─── Available records ───

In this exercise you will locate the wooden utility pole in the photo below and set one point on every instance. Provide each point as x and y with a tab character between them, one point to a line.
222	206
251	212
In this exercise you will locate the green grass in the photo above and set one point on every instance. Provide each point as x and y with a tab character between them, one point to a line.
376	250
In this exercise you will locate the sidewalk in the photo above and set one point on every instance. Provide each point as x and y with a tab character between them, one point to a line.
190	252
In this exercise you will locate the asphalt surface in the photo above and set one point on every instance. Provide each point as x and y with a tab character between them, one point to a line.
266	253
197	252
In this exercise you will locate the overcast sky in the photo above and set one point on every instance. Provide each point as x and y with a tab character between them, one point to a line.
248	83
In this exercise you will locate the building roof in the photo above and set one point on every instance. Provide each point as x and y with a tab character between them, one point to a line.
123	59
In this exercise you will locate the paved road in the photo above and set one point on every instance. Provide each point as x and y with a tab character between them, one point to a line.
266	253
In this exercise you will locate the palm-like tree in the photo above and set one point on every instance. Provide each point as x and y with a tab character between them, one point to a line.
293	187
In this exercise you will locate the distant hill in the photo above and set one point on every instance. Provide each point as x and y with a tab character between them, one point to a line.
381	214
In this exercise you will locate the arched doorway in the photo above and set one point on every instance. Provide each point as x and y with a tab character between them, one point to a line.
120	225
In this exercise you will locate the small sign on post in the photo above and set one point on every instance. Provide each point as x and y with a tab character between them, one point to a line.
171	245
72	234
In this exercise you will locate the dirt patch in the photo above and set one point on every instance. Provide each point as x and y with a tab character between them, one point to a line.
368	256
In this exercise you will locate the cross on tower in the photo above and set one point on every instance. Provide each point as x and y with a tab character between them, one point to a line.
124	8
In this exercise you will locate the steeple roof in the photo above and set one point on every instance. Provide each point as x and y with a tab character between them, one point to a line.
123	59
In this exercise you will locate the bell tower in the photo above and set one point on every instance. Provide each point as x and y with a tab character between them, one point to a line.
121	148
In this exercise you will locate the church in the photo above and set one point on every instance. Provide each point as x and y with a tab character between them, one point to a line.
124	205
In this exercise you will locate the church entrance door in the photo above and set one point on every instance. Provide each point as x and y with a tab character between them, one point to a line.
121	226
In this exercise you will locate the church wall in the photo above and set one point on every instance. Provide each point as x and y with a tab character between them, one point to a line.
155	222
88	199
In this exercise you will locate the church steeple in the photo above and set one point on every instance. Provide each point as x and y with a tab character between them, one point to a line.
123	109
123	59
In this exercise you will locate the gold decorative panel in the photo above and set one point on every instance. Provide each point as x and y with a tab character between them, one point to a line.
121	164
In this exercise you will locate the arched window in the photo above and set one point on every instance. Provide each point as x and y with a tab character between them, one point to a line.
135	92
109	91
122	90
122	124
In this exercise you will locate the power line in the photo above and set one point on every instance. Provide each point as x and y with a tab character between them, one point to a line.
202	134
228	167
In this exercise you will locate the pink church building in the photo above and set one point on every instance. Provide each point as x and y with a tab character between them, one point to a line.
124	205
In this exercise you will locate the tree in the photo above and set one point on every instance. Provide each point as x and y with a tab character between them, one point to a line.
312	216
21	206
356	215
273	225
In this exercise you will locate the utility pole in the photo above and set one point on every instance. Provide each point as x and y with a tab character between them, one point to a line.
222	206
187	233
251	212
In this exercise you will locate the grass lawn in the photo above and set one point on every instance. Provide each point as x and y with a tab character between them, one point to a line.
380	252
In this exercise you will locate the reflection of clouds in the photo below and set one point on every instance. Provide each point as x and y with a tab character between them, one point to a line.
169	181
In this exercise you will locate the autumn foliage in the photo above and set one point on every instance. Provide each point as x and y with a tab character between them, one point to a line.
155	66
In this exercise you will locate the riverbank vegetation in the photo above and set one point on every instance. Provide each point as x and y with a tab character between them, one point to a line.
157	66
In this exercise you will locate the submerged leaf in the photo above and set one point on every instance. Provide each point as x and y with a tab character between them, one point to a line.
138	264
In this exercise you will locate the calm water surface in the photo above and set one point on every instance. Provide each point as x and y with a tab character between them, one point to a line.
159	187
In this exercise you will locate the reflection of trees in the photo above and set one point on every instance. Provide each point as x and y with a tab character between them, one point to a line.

───

▸ Exercise prompt
Write the material above out in full, exactly as it reads.

▸ Completed task
In this exercise you will locate the wooden utility pole in the photo below and set one point on every instance. Provide each point as x and y with a tab character between them, one point to a line.
222	206
251	212
In this exercise you will locate the green grass in the photo above and set one point on every instance. Provide each point as x and y with a tab character between them, one point to a line.
376	250
In this exercise you will locate the sidewalk in the photo above and set one point on every instance. Provide each point as x and y with a tab character between them, one point to a line.
190	252
In this exercise you will locate the asphalt surface in the photo above and set one point on every instance. Provide each point as x and y with a tab character between them, one point to a line.
266	253
197	252
In this exercise you will locate the overcast sky in the photo above and set one point on every instance. Provide each point as x and y with a tab character between them, one point to a line.
248	83
In this exercise you will locate the building roof in the photo above and set one point on every instance. Provide each point as x and y with a tab character between them, one point to a line.
123	59
In this exercise you will locate the paved road in the photo above and set one point on every instance. Provide each point as x and y with a tab character between them, one point to a line.
266	253
In this exercise you will locate the palm-like tree in the photo above and set one point on every instance. Provide each point as x and y with a tab character between them, one point to a line.
293	187
In this exercise you will locate the distant hill in the photo above and set one point on every instance. Provide each point as x and y with a tab character between them, one point to a line.
381	214
In this exercise you will locate the arched doorway in the photo above and set one point on every instance. Provide each point as x and y with a tab character between them, one point to a line.
120	225
In this exercise you will locate the small sign on post in the photo above and set one point on every instance. Provide each point as x and y with a tab character between them, one point to a line.
171	245
72	234
In this exercise you will locate the dirt patch in the photo above and set one point on every instance. Provide each point as x and y with a tab character between them, one point to a line.
368	256
In this exercise you will locate the cross on tower in the photo above and set one point on every instance. Provide each point as x and y with a tab character between them, one point to a line.
124	8
In this exercise you will locate the steeple roof in the photo above and set one point on every instance. Provide each point as x and y with a tab character between them, one point to a line.
123	59
In this exercise you will locate the bell tower in the photo above and set one point on every instance. Provide each point as x and y with a tab character between them, one point to a line.
121	148
In this exercise you will locate the church in the photo above and set one point on every instance. Provide each point as x and y with a tab character between them, one point to a line.
124	205
In this exercise you will locate the church entrance door in the photo above and set one point on every instance. Provide each point as x and y with a tab character between them, one point to a line.
121	226
In this exercise you will locate the church wall in the photo above and set one point on every instance. Provide each point as x and y with a tab character between them, one point to a line.
155	222
88	199
In this exercise you will locate the church steeple in the photo above and set one point on every instance. Provide each point as x and y with a tab character between them, one point to a line.
123	109
123	59
In this exercise you will locate the gold decorative panel in the photo above and set one point on every instance. Provide each point as x and y with a tab character between them, one point to a line.
121	164
In this exercise you will locate the arched window in the photo above and set one point on every instance. Provide each point as x and y with a tab character between them, one point to a line.
135	92
109	91
122	90
122	124
In this exercise you will locate the power line in the photo above and set one point on every instance. Provide each point as x and y with a tab character between them, one point to a line.
202	134
228	167
In this exercise you will locate the pink church building in the photo above and set one point on every instance. Provide each point as x and y with a tab character between them, one point to a line.
124	205
In this exercise you will locate the tree in the photo above and set one point on every instance. Provide each point as x and y with a tab character between them, one point to a line.
312	216
21	206
356	215
273	225
In this exercise you will locate the utility pole in the photo above and set one point on every instance. Provide each point as x and y with a tab character between them, one point to a line.
222	206
187	233
251	212
In this exercise you will locate the grass lawn in the photo above and set one point on every instance. Provide each point as x and y with a tab character between them, one point to a line.
380	252
In this exercise you will locate the reflection of clouds in the photo below and set one point on every instance. Provide each point as x and y with a tab character between them, one point to a line.
169	181
In this exercise you will locate the autumn foliage in the photo above and set one point on every instance. Provide each point as x and y with a tab character between them, one point to a line.
155	66
In this exercise you will locate the riverbank vegetation in the photo above and set one point on every instance. Provide each point as x and y with a tab character between them, one point to a line.
157	66
In this exercise you will locate the submerged leaf in the photo above and set one point on every instance. Provide each point as x and y with a tab character between them, one point to a line.
138	264
In this exercise you will locate the calm water surface in the photo above and set one point on every instance. Provide each point as x and y with a tab character between them, one point to a line.
159	187
In this exercise you will locate the reflection of trees in the photo above and set one point on every instance. Provide each point as x and y with a tab character between them, one point to a line.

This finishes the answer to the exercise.